Indian medicine travelled widely. Buddhist monks carried Ayurveda to Tibet and China, and the two great treatises were translated into Arabic. Alongside Ayurveda grew two related systems:

• Siddha: a southern system nurtured by Tamil tradition, in which the use of metals, minerals and chemical products is predominant. A branch dealing with injuries is called Varmam.
• Unani: a Greek-origin system that reached India with the text Firdausu Hikmat by Ali-bin-Rabban.

In the medieval period, the 13th-century Sarangdhara Samhita emphasised the use of opium in medicine and urine examination. The Rasachikitsa system treated diseases with mineral-based medicines.

From Vedic times, the material world was held to be made of five elements, the panchmahabhootas, each linked to a sense:

• Prithvi (earth): smell.
• Agni (fire): vision.
• Maya (air): feeling.
• Apa (water): taste.
• Akasha (ether): sound.

Stored data entries ->
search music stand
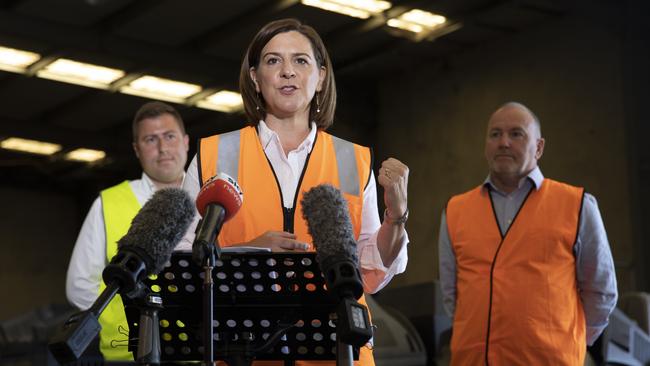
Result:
[120,252,359,366]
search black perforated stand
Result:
[125,252,358,366]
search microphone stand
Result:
[48,248,146,363]
[136,293,163,365]
[321,257,372,366]
[192,204,226,366]
[203,246,218,366]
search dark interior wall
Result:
[377,2,639,290]
[0,187,83,321]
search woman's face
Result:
[250,31,326,118]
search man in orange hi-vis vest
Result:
[439,102,617,365]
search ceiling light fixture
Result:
[196,90,244,113]
[36,58,126,89]
[300,0,392,19]
[386,9,447,39]
[0,46,41,73]
[120,75,202,103]
[64,148,106,163]
[0,137,61,155]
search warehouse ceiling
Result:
[0,0,569,190]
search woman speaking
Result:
[183,19,409,366]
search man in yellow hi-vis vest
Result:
[66,102,189,360]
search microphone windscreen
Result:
[117,188,194,275]
[301,184,359,265]
[196,173,244,222]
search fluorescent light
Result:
[120,75,201,103]
[196,90,244,113]
[300,0,392,19]
[386,9,447,33]
[0,46,41,73]
[0,137,61,155]
[386,9,447,33]
[65,148,106,163]
[36,58,125,89]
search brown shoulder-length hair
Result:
[239,19,336,130]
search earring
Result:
[255,93,262,111]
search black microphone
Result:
[49,188,194,363]
[302,184,363,299]
[301,184,372,348]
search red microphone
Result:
[196,173,244,222]
[192,173,244,265]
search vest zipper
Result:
[485,183,535,366]
[256,129,318,234]
[282,207,295,233]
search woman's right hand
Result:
[244,231,309,252]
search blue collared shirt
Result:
[438,167,618,345]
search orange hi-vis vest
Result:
[198,126,374,366]
[446,179,586,366]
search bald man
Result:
[438,102,618,365]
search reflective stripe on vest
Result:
[446,179,586,365]
[99,181,141,361]
[198,127,374,366]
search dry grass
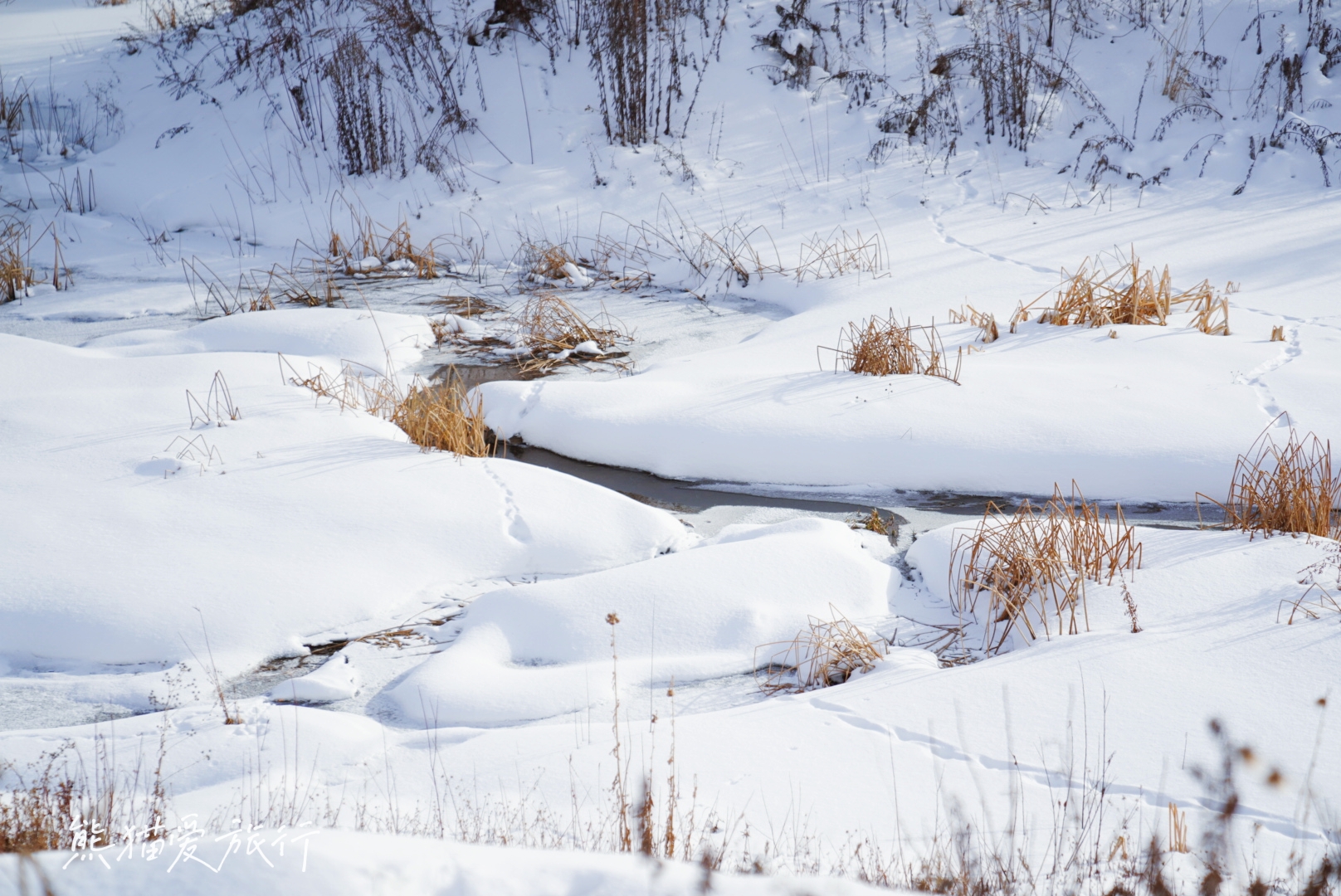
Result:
[390,380,492,457]
[949,304,1002,342]
[1196,415,1341,538]
[0,219,35,304]
[1275,542,1341,625]
[0,724,169,858]
[522,241,578,282]
[851,507,899,538]
[515,292,633,374]
[279,355,494,457]
[755,605,885,694]
[829,311,963,383]
[949,483,1141,656]
[1011,252,1230,335]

Requirement 1 -> Do these statements agree with the passage on traditional Indian medicine? Answer yes or no for each and quote the deciding words. (a) The Siddha system relies mainly on metals, minerals and chemical products. (b) The Unani system reached India through a text written by Sarangdhara. (c) The Sarangdhara Samhita dates from the 13th century.
Requirement 2 -> Continue the passage on traditional Indian medicine from its last sentence.

Answer space 1 ->
(a) Yes: "in which the use of metals, minerals and chemical products is predominant."
(b) No: "reached India with the text Firdausu Hikmat by Ali-bin-Rabban."
(c) Yes: "the 13th-century Sarangdhara Samhita."

Answer space 2 ->
Indian philosophers reasoned that, except for ether, these elements were made of tiny particles of matter. The smallest, indivisible unit was the Parmanu (atom). Kanada and Pakudha Katyayana, in the 6th century BC, first proposed that the world is built from atoms. This idea anticipated modern atomic theory long before John Dalton.

Chemistry in India was called Rasayan Shastra (the science of liquids). Laboratories were Rasakriya Shala and a chemist was a rasadanya. Its main areas of application were:

• Metallurgy: the smelting of metals.
• Distillation of perfumes.
• Dyes and pigments.
• Extraction of sugar.
• Production of paper.
• Gunpowder and the casting of cannons.

The great name in early chemistry is the alchemist Nagarjuna, born in Gujarat in 931 AD. His treatise Rasaratnakara dealt with the preparation of liquids, especially mercury, and with metallurgy and alchemy. It included attempts to transmute base metals into gold. He also wrote Uttaratantra, a supplement to the Sushruta Samhita on medicinal drugs. Another medieval text, Rasarnava (12th century), dealt with metallic preparations and alchemy under the banner of Tantra.

Indian metallurgy was world-class. Smelting and casting were highly developed. Two artefacts stand as proof:

• The rustless iron pillar at Mehrauli, Delhi, which has not corroded in over a thousand years.
• The huge copper idol of the Buddha at Sultanganj, Bihar, similarly rust-free.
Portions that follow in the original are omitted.